» **Task brief**
Note each line in the data below that holds "green", and copy it.

» **Stored data entries**
────────

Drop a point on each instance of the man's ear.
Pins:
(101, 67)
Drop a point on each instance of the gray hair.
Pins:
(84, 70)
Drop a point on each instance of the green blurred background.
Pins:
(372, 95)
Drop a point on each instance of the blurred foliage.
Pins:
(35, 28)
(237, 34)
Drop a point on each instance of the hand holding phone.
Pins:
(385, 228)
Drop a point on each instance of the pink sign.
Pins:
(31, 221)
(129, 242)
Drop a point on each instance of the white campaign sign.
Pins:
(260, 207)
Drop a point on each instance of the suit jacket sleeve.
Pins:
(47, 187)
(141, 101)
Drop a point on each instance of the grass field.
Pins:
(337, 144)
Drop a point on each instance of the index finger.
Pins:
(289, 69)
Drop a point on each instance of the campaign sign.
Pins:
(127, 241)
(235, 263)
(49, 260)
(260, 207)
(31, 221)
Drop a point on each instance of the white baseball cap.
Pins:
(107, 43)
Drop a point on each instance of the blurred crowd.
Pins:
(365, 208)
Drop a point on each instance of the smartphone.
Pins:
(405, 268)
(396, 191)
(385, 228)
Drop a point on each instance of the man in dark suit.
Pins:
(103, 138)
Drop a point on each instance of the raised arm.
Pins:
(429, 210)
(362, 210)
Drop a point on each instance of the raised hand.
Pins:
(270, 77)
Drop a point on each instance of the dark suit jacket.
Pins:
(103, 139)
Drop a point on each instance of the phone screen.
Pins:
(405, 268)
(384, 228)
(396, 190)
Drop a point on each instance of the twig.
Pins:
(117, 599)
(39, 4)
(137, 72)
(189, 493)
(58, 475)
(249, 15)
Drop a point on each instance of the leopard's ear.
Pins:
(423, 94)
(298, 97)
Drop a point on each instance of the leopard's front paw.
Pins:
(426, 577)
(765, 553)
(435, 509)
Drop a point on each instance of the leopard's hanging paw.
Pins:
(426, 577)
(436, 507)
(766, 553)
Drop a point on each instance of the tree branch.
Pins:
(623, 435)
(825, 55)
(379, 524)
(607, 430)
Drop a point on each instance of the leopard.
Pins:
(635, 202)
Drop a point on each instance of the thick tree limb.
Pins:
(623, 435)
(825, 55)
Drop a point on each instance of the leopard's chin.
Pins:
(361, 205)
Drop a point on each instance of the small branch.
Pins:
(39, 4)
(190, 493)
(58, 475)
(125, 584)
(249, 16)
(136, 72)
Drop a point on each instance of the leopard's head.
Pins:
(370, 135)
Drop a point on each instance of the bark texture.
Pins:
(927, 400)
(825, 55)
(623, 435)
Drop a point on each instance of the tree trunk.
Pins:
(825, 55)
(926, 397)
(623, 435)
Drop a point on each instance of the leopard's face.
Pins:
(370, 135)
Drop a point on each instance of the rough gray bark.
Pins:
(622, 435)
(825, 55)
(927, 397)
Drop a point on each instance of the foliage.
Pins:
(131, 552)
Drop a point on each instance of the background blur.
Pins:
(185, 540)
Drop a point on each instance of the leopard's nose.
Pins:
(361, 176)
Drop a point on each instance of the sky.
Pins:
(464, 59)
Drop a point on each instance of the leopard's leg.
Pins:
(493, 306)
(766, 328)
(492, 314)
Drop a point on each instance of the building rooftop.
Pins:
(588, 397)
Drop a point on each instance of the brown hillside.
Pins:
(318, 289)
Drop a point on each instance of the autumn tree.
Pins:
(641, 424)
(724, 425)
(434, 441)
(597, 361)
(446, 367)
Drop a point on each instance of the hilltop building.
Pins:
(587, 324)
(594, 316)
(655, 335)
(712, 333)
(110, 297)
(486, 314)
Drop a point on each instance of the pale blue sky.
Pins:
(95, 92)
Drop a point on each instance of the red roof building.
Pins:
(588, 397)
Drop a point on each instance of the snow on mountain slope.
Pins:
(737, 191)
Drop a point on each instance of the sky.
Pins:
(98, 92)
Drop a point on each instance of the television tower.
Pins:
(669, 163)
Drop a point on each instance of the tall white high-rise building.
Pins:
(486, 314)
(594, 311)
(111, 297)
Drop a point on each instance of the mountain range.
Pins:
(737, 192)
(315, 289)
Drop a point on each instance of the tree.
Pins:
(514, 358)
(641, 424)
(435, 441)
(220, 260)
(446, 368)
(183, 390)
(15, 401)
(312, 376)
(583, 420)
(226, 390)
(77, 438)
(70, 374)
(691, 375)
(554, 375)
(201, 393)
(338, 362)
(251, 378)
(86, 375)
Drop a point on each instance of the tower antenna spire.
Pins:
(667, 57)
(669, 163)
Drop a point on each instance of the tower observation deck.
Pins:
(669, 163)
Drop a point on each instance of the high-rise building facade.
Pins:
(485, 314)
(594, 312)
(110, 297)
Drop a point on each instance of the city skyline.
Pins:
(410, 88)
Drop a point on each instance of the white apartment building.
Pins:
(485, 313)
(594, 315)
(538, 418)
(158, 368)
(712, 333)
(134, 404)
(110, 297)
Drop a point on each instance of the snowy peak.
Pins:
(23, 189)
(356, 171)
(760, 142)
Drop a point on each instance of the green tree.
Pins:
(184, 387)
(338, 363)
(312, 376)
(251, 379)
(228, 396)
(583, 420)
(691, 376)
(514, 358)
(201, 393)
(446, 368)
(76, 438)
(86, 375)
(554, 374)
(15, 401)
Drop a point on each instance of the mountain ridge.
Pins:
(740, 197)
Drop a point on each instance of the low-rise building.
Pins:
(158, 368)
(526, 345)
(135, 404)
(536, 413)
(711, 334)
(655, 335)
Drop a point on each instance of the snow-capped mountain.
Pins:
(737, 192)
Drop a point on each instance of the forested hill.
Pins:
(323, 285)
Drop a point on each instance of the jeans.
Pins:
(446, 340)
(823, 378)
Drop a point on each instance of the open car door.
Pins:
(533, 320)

────────

» **Solution for this task**
Drop a point on each instance of the green blurred background.
Drop a point on each instance of the green tree.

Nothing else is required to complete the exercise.